_SELECTION_
-*-
Key Property: Variance Decreasing¶

\[ \mathbb{E}[\|x_t\|^2] < \mathbb{E}[\|x_0\|^2] \quad \text{for } t > 0 \]

Variance shrinks over time, unlike VP (constant) or VE (exploding).

When to Use sub-VP-SDE¶

✅ Use sub-VP-SDE when: - You want a compromise between VP and VE - You need variance to decrease - You're experimenting with novel schedules

❌ Consider alternatives when: - You want standard, well-tested behavior (use VP-SDE) - You need maximum simplicity (use VE-SDE)

Note: sub-VP-SDE is less commonly used in practice. Most models stick with VP or VE.

Design Considerations: How to Choose¶

1. Mathematical Tractability¶

Question: Do you need closed-form marginals?

Yes → VP-SDE or VE-SDE (both have closed forms)
No → Can use custom SDEs, but training is harder

Why it matters: Closed-form marginals let you sample \(x_t\) directly from \(x_0\) during training, avoiding expensive SDE simulation.

2. Variance Behavior¶

Question: How should variance evolve?

Constant → VP-SDE (most stable)
Growing → VE-SDE (higher noise levels)
Shrinking → sub-VP-SDE (less common)

Why it matters: Affects numerical stability and the range of noise levels explored.

3. Connection to Existing Methods¶

Question: Do you want to match a specific algorithm?

DDPM → VP-SDE with linear \(\beta(t)\)
-*-
_WHAT YOU WILL DO_
Duplicate the part of the SDE text between "Shrinking → sub-VP-SDE" and "a specific algorithm?", inclusive. Rely only on the text when working from it.
-*-
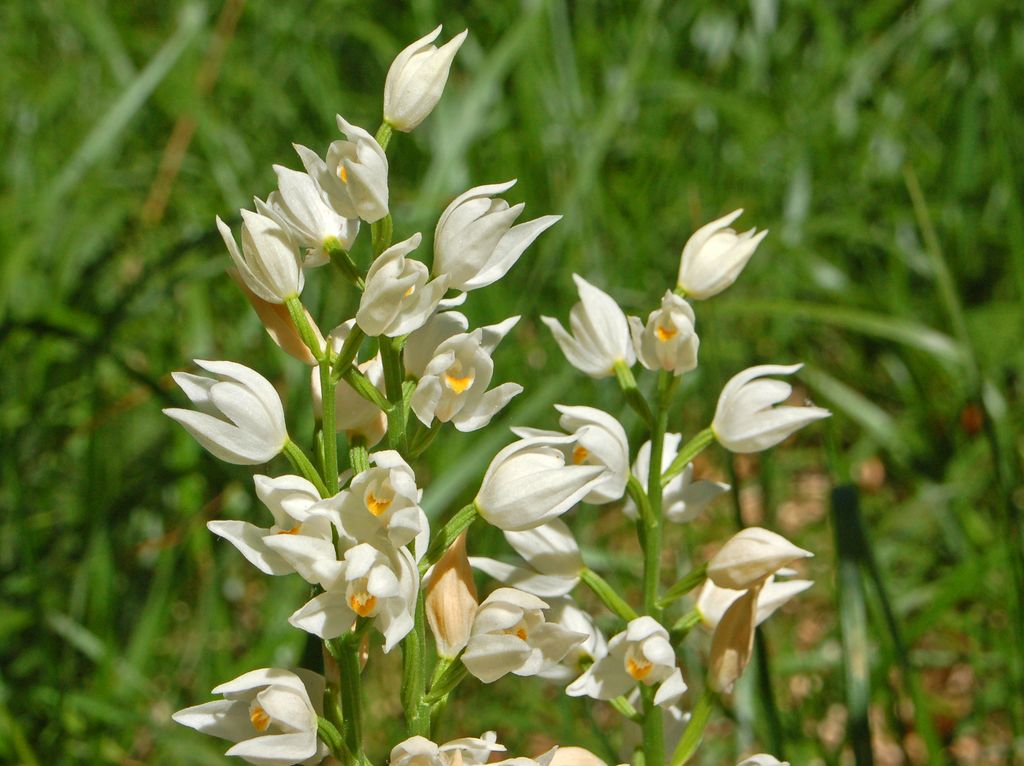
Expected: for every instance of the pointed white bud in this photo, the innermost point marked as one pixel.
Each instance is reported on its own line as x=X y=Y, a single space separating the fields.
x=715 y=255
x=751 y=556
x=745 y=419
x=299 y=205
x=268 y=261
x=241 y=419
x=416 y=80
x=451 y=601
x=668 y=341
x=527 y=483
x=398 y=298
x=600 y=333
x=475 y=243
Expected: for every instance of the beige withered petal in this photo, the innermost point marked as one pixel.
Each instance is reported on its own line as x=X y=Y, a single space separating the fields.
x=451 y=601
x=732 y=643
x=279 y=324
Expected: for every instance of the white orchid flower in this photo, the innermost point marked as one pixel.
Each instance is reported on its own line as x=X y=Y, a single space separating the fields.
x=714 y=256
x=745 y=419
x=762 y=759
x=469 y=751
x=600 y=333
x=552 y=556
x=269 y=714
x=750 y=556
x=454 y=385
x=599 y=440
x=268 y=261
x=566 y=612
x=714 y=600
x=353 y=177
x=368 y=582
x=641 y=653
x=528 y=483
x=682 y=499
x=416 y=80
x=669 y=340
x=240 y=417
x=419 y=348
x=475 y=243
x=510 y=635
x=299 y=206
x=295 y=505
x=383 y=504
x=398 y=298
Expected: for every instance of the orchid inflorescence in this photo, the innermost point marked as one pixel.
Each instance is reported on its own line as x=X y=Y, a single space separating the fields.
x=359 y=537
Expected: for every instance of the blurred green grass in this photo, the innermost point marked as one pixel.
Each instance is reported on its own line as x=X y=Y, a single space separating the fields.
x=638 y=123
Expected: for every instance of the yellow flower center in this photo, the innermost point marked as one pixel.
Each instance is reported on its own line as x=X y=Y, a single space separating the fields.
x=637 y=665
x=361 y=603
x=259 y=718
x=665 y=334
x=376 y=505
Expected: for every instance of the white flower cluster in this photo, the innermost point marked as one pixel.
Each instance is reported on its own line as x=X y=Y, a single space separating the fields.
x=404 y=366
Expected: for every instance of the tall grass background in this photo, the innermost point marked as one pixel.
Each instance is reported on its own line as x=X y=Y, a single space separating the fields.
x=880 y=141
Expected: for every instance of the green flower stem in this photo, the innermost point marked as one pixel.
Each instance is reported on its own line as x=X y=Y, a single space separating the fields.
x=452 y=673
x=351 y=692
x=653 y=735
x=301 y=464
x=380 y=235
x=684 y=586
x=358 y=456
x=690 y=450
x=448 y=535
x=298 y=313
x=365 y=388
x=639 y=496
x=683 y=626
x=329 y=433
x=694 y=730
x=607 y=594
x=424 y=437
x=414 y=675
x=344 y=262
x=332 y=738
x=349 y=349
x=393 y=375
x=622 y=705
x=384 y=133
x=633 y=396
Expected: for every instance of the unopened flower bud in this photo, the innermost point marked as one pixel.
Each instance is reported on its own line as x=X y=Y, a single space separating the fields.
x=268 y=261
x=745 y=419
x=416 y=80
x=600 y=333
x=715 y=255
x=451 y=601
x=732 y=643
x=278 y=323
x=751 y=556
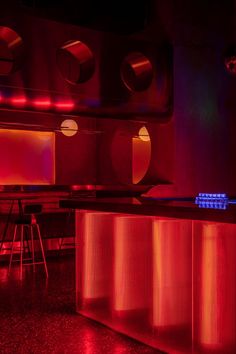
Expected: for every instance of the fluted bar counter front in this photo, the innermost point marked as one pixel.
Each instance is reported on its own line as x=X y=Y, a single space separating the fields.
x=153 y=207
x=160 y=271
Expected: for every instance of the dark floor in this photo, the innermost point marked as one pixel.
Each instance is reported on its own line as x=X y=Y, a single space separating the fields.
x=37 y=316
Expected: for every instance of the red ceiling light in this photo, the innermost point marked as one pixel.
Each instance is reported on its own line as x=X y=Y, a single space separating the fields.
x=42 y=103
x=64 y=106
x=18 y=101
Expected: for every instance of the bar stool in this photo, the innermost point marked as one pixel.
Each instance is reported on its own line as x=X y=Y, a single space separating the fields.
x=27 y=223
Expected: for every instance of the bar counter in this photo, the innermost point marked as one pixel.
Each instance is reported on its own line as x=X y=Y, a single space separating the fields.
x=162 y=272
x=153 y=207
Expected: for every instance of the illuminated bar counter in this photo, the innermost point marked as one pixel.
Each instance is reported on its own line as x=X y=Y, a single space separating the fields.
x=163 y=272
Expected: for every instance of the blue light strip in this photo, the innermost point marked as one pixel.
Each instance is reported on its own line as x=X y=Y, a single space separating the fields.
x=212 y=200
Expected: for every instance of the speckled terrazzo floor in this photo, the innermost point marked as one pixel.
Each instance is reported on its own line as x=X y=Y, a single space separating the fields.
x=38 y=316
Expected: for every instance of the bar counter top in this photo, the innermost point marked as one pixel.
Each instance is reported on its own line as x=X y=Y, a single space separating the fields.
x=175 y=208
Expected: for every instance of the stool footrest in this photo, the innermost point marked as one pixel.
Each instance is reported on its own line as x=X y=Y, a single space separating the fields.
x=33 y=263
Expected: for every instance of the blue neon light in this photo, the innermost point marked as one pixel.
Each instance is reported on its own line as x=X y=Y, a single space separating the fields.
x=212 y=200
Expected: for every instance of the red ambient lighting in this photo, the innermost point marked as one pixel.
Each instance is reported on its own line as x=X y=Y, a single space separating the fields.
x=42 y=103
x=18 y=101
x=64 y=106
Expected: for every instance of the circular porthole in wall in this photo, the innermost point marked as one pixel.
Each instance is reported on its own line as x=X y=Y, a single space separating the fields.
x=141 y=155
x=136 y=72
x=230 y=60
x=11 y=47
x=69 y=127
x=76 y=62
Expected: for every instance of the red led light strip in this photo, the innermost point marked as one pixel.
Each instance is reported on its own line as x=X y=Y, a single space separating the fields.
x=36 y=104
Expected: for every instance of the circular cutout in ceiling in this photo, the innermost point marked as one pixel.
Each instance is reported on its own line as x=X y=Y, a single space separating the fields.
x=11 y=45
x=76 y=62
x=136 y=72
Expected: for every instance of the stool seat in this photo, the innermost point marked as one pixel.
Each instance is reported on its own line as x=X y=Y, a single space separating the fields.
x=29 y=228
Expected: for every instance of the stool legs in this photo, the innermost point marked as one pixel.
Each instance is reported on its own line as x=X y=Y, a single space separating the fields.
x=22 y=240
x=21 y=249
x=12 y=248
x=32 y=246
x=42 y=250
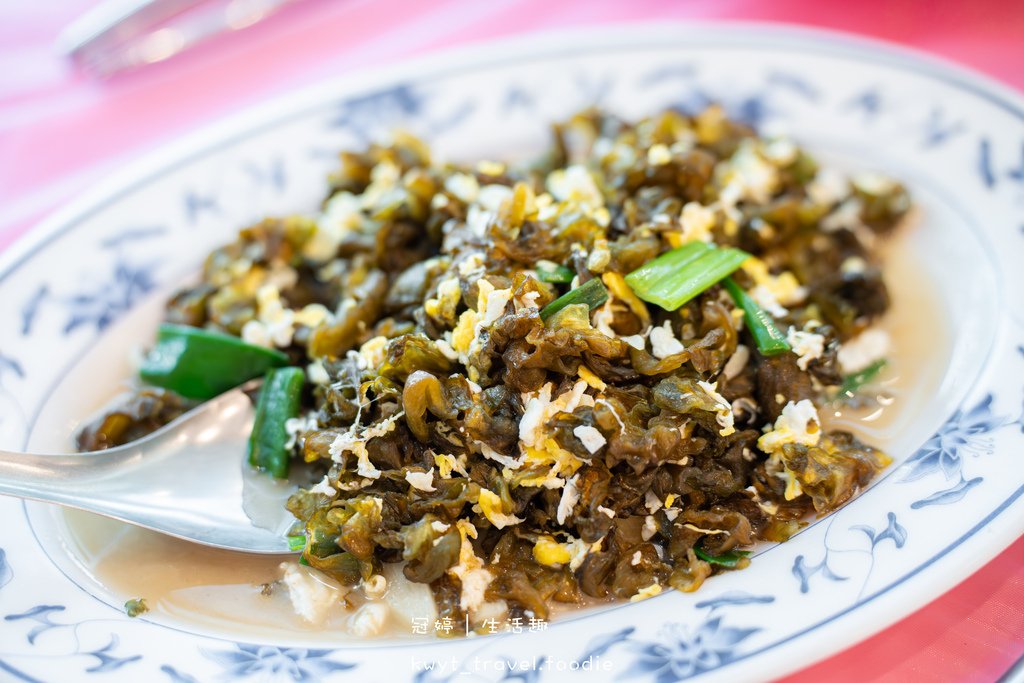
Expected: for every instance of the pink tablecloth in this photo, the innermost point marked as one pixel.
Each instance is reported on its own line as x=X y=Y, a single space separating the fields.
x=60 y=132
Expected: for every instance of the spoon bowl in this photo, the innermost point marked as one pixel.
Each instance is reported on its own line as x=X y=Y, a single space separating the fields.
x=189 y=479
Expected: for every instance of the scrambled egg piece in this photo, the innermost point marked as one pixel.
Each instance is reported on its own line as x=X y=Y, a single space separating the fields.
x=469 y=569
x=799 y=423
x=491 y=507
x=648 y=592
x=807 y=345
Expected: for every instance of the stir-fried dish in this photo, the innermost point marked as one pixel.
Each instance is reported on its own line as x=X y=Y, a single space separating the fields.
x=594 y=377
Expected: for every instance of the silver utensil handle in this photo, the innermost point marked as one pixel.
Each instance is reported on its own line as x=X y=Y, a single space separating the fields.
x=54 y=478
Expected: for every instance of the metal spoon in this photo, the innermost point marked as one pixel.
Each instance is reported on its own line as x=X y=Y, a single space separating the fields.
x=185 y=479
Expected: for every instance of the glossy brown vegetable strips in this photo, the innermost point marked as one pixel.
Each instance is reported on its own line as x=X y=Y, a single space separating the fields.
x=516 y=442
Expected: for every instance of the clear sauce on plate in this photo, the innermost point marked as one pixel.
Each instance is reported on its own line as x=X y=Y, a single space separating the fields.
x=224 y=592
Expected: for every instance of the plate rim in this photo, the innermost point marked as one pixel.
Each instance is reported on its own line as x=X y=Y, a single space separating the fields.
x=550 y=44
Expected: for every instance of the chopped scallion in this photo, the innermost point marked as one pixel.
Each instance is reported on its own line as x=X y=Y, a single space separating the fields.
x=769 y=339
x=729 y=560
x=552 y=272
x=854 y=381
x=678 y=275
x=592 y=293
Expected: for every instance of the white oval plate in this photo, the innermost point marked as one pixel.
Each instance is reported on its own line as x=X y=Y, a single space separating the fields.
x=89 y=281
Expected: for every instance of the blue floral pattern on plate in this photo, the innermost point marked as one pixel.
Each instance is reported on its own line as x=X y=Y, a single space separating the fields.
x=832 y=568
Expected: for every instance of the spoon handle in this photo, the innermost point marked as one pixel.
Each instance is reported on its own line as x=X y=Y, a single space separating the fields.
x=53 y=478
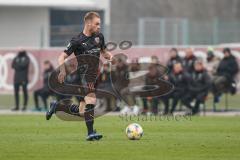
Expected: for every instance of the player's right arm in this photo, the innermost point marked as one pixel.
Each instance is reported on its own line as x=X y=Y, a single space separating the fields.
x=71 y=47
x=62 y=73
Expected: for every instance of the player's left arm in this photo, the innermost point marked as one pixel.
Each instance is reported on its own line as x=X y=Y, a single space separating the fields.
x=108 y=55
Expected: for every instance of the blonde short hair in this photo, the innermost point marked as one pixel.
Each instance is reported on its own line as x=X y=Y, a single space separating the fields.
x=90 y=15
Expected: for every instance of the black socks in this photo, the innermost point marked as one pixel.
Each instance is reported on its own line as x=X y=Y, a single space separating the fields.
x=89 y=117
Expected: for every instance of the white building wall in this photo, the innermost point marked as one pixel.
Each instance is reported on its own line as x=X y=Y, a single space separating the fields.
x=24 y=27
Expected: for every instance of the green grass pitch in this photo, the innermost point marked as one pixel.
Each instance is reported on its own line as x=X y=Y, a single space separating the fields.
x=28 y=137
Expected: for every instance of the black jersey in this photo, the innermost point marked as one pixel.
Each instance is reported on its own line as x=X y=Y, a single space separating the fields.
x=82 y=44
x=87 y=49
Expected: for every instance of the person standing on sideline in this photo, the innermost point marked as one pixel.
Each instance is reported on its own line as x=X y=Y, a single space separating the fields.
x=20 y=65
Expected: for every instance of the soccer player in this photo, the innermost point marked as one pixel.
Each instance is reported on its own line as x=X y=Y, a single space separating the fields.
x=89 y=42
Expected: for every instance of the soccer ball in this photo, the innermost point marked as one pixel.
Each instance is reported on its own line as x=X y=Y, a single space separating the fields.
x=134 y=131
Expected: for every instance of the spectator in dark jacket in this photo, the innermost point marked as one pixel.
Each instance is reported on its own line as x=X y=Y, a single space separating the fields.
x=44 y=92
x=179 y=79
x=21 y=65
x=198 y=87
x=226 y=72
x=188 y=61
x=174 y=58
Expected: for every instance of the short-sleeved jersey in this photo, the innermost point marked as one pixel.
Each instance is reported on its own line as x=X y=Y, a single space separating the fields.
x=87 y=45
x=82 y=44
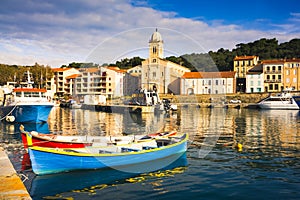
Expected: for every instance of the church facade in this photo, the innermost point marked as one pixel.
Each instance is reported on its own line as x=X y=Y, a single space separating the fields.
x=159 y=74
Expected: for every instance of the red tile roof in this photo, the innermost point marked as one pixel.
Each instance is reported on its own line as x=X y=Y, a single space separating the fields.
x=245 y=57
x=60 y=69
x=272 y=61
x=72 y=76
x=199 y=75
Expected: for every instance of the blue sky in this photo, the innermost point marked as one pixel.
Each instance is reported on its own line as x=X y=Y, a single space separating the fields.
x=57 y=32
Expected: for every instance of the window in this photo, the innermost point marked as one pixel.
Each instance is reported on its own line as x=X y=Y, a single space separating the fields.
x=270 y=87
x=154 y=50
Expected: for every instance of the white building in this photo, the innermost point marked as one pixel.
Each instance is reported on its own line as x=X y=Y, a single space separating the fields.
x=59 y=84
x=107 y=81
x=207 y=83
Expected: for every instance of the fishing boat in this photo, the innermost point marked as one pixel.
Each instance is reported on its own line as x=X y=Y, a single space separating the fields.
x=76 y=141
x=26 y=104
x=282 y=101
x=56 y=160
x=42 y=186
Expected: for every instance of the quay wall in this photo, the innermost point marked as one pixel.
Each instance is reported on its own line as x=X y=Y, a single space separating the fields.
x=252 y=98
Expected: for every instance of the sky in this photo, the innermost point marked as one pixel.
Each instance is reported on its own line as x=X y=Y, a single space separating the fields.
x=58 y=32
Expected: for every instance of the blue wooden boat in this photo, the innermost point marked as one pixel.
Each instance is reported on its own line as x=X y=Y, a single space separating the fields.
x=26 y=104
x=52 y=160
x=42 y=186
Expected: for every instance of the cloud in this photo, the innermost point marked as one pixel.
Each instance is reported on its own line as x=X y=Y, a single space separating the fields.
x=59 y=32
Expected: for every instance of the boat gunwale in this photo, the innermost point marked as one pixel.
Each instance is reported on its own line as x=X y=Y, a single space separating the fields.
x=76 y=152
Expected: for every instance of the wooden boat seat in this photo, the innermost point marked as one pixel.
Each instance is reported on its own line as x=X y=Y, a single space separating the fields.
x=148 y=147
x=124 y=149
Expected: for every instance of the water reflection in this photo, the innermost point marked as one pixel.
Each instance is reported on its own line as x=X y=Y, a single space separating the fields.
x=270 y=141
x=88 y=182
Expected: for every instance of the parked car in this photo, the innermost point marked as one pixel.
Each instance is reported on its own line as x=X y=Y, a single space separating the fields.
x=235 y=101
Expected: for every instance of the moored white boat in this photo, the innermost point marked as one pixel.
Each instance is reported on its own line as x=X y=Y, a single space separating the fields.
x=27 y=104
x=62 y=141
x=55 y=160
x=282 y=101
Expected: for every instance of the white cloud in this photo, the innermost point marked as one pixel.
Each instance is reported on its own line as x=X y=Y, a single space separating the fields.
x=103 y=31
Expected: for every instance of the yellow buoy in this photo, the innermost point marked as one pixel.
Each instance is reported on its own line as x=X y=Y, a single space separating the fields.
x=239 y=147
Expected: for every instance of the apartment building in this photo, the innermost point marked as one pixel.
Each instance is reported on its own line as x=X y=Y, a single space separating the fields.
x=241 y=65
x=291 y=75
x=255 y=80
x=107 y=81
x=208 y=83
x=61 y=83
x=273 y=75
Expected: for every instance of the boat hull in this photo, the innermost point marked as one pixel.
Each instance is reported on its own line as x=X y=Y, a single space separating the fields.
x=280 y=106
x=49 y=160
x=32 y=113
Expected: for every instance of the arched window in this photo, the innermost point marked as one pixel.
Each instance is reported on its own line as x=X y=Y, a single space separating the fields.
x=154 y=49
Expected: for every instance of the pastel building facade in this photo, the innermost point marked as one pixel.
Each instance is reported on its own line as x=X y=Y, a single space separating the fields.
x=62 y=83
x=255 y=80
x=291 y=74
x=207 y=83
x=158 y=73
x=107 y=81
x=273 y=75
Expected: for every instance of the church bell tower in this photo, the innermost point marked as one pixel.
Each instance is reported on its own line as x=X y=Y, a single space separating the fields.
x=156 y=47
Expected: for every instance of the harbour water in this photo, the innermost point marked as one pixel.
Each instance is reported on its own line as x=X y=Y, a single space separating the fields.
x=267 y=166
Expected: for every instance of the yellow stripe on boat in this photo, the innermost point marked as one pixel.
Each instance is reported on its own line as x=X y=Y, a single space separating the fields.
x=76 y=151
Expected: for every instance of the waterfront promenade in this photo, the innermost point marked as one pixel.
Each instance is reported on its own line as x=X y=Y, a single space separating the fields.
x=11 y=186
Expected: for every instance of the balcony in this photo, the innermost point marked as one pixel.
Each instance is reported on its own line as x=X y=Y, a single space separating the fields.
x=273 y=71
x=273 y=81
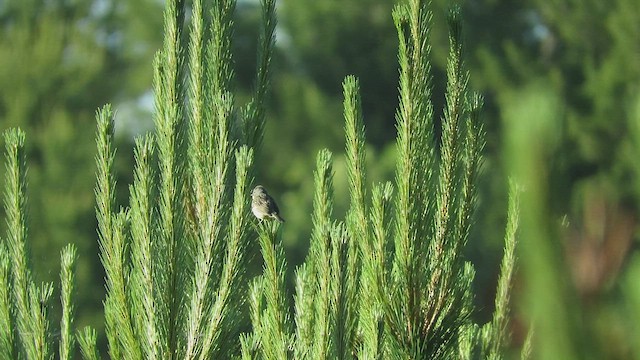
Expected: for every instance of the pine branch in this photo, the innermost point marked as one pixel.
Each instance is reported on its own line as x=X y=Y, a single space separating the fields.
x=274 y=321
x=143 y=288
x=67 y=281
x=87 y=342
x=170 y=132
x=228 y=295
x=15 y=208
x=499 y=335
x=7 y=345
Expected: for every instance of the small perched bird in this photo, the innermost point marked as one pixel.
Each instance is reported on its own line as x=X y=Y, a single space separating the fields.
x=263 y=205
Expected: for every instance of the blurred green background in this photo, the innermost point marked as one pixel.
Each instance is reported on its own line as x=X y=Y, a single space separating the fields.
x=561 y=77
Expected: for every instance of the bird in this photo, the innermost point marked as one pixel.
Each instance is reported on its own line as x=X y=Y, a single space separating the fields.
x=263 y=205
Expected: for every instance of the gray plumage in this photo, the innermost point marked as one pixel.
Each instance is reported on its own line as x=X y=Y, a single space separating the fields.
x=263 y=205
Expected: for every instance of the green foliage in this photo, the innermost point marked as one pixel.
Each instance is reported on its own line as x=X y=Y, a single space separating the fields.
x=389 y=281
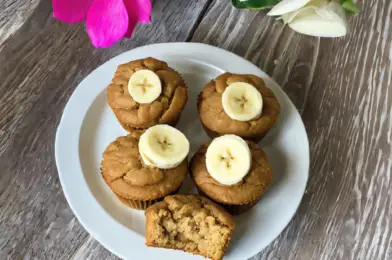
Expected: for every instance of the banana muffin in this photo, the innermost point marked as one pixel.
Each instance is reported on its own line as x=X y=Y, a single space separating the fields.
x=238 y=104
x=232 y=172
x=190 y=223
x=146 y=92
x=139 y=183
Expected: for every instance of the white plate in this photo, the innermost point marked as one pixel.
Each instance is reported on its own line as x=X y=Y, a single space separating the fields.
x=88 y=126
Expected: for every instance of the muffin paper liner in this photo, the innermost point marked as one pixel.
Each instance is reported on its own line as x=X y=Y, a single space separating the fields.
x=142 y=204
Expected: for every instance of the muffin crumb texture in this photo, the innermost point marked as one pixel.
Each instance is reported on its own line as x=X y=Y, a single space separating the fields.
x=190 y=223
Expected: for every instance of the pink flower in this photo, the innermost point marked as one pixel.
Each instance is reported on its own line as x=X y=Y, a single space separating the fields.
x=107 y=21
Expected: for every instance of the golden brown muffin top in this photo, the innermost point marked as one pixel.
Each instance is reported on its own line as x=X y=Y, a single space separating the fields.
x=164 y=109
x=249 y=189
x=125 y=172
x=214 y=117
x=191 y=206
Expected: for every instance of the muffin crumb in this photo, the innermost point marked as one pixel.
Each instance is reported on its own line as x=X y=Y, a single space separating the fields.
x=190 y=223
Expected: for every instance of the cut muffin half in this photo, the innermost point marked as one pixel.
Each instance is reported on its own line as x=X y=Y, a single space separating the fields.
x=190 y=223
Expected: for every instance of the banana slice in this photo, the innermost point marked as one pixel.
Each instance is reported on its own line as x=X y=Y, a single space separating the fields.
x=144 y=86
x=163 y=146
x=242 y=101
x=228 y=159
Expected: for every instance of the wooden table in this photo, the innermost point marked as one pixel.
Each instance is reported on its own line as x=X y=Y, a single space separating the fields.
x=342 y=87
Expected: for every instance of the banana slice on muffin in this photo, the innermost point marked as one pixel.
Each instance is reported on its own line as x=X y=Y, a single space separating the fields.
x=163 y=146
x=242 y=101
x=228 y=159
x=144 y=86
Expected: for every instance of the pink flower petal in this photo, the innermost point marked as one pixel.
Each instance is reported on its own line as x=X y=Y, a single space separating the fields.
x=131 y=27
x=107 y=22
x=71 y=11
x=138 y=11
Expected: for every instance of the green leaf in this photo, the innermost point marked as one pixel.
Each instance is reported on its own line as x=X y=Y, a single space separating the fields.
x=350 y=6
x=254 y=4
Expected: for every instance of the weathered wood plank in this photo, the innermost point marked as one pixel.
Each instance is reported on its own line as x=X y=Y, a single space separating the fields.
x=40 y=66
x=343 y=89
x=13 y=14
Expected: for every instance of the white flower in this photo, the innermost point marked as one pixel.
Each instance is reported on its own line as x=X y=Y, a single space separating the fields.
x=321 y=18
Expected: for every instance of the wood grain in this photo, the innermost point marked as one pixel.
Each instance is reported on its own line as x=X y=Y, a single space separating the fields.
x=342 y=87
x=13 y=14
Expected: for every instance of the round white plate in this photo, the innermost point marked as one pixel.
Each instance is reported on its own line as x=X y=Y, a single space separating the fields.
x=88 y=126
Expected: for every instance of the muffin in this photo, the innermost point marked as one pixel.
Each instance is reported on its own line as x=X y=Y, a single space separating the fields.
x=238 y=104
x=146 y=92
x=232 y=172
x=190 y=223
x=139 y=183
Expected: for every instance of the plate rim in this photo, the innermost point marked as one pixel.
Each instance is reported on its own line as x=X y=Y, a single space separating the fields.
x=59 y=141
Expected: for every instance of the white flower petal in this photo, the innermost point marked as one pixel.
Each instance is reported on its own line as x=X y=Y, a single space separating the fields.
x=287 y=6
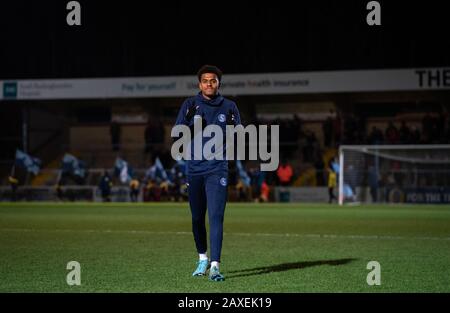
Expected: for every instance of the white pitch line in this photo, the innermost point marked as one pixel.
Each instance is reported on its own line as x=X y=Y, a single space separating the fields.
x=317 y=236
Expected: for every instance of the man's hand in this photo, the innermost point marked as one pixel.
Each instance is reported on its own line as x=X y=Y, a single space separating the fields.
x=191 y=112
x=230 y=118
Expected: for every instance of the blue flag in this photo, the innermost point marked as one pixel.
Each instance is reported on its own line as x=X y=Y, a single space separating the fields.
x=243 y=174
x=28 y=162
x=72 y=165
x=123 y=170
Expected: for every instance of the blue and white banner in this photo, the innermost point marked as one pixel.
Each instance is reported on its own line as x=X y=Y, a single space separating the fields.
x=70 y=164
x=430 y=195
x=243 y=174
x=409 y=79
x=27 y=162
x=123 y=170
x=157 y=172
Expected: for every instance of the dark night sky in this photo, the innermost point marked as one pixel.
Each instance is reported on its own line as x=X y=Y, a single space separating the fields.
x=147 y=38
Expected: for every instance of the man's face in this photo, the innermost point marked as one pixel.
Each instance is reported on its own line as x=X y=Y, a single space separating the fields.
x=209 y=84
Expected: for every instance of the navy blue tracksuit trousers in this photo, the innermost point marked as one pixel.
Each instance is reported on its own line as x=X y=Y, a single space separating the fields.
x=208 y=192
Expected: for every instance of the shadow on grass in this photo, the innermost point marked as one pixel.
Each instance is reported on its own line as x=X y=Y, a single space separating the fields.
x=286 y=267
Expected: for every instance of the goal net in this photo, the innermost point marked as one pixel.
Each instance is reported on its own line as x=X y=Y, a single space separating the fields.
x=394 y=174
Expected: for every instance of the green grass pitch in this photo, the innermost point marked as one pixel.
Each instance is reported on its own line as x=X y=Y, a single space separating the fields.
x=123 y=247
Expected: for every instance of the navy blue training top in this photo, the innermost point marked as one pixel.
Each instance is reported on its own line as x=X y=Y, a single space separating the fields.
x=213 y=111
-*-
_EXERCISE RESPONSE_
Shrinking → sub-VP-SDE (less common)

Why it matters: Affects numerical stability and the range of noise levels explored.

3. Connection to Existing Methods¶

Question: Do you want to match a specific algorithm?